---------- GEKOZEN FRAGMENT

Een blokje produktinformatie.

Het blijkt dat Jerez de la Frontera een uniek gebied is, omdat oceaanwinden ervoor zorgen dat in de wijnvaten een drijvende gistlaag ontstaat: de flor. Deze flor scheidt de wijn van de zuurstof en trekt de druivesuiker uit het sap, waardoor de wijn helder en droog wordt.

Terwijl ondertussen Arwen haar School-Voor-Journalistiekblik opzet en doet of ze luistert, wijst Xavier Domecq mij op het befaamde ‘solera-systeem’ in de bodega’s: de wijnvaten liggen in vier lagen opgestapeld en ieder half jaar wordt er, zonder de flor kapot te maken, uit alle lagen ongeveer tien procent wijn afgetapt en overgepompt naar de rij eronder. In de bovenste rij komt jonge wijn, en de tien procent wijn uit de onderste laag wordt gebotteld. Al met al is dit een gevoelig en kostbaar procédé, vertelt onze gastheer.

‘Niet voor niets betuigde William Shakespeare in Henry IV al zijn liefde voor wijn uit Jerez,’ gaat hij verder, ‘en ook Somerset Maugham bestempelde sherry als ’s werelds meest geciviliseerde aperitief.’

Hij wijst ons de ‘graffiti’ op de wijnvaten. Iedere bezoeker mag met een krijtje een boodschap op de vaten krassen. In het Nederlands zie ik staan: ‘Een glas sherry is een gedicht zonder woorden.’ Nadat ik haar op de tekst gewezen heb, zegt Arwen: ‘Ja, en een slijterij is eigenlijk een boekwinkel.’

Op twee aparte vaten staan de handtekeningen van Franco en zelfs van Napoleon Bonaparte. Helaas wordt ons niet aangeboden ook een vat te bekladden, daarvoor zijn wij waarschijnlijk te politiek-correct. Arwen durft niet om een krijtje te vragen.

Van al deze poëzie hebben we trouwens dorst gekregen. Vlak bij de vaten van de dictators staat een tafel, waar een trotse dikke man rommelt met spulletjes. Hij heet de catapaz, ofwel de beheerder van deze bodega (Arwen dacht eerst dat het Cees Nooteboom was).

Xavier Domecq geeft de man opdracht wat proefglaasjes te vullen.

De catapaz steekt een lange staaf boven in een vat en diept wat sherry op.

--------------------
---------- DE GEGEVENS

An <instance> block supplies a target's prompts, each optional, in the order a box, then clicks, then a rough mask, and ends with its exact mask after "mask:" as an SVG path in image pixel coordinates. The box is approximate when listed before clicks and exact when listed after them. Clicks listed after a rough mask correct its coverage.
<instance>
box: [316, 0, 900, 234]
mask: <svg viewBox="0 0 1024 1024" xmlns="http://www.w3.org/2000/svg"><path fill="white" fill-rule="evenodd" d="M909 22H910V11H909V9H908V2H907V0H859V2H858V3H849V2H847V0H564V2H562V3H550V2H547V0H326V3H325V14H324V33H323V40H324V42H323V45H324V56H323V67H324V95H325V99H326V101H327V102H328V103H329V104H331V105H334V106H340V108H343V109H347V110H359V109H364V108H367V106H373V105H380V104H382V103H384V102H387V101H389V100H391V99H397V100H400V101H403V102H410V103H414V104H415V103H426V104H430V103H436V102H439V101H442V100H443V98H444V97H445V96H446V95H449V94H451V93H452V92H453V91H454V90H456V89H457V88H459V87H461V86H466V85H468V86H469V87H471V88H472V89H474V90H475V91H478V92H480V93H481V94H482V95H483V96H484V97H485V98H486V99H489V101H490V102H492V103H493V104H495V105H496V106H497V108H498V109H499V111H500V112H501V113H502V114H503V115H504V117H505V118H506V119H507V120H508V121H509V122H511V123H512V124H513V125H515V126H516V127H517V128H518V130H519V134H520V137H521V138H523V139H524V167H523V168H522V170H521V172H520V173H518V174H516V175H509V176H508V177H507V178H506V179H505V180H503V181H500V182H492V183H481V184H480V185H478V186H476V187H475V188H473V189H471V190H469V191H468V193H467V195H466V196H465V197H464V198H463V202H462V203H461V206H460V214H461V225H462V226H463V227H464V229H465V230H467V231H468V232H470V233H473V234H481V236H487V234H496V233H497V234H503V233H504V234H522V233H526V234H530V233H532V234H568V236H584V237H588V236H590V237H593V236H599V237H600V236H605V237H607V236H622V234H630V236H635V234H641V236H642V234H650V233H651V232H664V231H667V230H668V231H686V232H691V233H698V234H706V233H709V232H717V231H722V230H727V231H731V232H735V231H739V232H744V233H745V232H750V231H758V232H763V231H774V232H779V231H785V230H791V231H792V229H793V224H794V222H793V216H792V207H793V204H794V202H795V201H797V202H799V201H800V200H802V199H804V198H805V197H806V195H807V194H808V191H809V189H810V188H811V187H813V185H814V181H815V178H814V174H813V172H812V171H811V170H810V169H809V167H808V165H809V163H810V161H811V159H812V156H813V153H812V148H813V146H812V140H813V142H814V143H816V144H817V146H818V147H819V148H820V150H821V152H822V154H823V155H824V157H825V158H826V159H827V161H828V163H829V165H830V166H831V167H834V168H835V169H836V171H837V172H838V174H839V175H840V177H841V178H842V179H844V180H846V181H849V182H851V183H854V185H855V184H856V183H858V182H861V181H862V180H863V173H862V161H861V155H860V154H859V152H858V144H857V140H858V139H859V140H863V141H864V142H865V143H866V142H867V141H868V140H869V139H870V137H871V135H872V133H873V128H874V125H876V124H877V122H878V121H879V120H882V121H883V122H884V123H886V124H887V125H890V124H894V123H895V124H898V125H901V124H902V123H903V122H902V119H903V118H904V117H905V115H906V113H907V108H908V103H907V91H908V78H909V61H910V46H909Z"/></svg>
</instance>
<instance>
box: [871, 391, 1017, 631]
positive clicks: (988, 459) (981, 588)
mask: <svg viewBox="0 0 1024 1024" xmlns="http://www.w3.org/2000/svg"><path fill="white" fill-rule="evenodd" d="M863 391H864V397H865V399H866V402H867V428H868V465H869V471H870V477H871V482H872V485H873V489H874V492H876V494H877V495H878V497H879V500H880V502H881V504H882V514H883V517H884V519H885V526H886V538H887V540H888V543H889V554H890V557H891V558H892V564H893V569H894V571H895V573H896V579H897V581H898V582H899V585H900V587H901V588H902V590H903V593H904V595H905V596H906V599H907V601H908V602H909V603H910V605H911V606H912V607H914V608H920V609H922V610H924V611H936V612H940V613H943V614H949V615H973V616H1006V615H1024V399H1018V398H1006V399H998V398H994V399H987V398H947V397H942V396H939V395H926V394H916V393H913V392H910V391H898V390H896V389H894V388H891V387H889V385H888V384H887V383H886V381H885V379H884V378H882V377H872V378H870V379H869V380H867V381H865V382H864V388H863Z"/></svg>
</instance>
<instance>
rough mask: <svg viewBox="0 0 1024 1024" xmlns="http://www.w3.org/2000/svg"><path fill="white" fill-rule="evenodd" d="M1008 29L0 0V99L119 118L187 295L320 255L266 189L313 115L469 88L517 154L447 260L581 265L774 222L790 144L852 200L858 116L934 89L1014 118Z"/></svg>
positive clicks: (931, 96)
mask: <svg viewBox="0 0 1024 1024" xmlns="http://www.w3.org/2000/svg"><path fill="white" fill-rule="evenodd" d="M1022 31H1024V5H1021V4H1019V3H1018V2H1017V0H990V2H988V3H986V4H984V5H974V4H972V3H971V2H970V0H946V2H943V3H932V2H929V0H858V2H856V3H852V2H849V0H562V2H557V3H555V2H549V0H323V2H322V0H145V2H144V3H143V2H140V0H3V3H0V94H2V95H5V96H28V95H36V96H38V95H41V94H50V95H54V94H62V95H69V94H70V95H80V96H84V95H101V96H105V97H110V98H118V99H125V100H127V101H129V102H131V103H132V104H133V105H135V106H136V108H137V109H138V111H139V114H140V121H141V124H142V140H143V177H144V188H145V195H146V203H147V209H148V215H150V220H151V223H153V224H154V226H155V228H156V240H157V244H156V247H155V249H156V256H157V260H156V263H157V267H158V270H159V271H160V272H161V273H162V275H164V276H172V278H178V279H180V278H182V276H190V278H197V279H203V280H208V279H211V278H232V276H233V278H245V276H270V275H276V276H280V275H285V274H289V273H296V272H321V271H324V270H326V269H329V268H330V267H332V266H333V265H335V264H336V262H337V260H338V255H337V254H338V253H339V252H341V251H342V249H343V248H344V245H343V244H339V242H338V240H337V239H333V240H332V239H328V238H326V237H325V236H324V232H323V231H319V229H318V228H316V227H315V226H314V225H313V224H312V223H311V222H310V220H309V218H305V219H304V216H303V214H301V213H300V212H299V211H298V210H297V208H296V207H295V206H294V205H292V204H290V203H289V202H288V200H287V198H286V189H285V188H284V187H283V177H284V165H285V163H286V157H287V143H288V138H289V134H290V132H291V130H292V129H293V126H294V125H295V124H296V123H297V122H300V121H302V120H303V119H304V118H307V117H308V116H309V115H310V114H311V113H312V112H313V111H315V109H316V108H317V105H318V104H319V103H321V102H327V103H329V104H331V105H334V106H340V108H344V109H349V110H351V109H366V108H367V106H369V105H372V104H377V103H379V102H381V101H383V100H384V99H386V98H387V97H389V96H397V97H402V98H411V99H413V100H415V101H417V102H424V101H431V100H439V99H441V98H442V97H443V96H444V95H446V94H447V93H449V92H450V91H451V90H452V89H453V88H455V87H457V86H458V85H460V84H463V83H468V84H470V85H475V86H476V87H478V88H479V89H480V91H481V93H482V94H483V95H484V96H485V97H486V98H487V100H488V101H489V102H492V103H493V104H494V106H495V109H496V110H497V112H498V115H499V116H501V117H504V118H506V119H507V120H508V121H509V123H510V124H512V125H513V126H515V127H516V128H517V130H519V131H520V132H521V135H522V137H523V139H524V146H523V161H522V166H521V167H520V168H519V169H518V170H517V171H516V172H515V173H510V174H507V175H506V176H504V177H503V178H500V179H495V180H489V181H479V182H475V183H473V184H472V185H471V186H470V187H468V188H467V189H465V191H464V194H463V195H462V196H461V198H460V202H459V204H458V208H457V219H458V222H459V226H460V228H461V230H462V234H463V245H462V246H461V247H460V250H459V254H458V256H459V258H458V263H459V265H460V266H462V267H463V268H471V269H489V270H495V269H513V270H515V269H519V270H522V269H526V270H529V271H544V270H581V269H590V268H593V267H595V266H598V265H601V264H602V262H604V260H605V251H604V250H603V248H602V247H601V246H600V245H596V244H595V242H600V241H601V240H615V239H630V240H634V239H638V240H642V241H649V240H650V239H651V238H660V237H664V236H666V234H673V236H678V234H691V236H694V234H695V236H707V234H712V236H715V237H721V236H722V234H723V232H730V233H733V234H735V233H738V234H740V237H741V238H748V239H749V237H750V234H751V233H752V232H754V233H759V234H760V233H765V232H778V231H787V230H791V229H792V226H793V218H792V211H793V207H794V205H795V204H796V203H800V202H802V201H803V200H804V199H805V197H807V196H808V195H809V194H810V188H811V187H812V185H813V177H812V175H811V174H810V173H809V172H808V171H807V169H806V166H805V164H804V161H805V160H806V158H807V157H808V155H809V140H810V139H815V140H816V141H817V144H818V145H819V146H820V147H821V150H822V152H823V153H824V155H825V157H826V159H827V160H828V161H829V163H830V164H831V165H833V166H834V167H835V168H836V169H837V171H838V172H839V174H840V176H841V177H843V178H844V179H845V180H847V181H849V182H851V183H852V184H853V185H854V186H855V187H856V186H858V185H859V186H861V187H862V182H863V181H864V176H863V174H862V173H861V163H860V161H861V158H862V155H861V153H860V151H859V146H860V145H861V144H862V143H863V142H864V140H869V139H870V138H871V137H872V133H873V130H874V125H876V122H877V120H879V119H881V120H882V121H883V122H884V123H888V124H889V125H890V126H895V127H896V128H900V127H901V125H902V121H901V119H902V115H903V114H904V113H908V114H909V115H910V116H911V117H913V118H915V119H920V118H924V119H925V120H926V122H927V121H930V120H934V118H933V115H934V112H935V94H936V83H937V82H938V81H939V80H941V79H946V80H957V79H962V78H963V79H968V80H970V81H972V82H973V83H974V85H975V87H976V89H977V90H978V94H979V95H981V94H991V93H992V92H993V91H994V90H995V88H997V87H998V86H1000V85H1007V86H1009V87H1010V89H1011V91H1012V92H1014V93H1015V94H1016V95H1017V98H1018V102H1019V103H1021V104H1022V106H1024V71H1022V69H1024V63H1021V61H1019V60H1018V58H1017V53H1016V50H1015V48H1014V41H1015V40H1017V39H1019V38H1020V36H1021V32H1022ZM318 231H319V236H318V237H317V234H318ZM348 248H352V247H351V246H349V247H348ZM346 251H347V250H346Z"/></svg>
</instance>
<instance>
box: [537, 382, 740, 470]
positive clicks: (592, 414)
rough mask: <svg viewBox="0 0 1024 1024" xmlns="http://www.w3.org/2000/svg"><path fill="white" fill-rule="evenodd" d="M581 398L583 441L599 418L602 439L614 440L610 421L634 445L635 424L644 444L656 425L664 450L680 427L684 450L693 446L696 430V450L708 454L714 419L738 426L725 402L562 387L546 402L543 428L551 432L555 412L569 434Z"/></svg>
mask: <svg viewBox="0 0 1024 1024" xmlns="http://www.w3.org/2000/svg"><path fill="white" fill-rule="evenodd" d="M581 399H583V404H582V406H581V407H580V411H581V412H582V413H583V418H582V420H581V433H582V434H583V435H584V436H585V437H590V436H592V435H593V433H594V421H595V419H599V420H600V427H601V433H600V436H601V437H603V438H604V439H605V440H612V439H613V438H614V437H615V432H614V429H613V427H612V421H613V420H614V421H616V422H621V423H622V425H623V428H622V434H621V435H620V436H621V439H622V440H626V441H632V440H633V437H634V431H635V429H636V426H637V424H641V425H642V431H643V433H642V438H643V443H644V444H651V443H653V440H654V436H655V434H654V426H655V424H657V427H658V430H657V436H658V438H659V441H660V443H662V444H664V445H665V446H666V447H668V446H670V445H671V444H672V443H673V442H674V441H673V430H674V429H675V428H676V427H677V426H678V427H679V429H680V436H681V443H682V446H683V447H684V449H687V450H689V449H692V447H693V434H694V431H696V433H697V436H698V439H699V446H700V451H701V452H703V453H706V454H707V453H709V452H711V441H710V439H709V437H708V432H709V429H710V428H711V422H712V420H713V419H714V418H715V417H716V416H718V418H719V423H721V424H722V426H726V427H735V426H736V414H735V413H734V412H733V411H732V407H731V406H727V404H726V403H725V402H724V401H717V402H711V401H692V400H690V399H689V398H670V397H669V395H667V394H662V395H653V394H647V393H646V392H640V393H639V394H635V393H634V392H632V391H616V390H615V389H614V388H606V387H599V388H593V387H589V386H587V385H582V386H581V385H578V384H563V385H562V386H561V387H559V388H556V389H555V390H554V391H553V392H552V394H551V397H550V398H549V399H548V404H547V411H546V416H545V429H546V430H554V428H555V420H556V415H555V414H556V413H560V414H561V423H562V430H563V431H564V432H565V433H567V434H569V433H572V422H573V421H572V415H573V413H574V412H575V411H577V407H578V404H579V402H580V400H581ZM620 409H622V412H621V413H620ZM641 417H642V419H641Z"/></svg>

--------------------

• UIT TE VOEREN TAAK
Herhaal woordelijk het deel van het fragment over de sherrybodega van "Een blokje produktinformatie." tot en met "en droog wordt.". Voor deze opdrachten hebt u de gegevens niet nodig.

• RESULTAAT
Een blokje produktinformatie.

Het blijkt dat Jerez de la Frontera een uniek gebied is, omdat oceaanwinden ervoor zorgen dat in de wijnvaten een drijvende gistlaag ontstaat: de flor. Deze flor scheidt de wijn van de zuurstof en trekt de druivesuiker uit het sap, waardoor de wijn helder en droog wordt.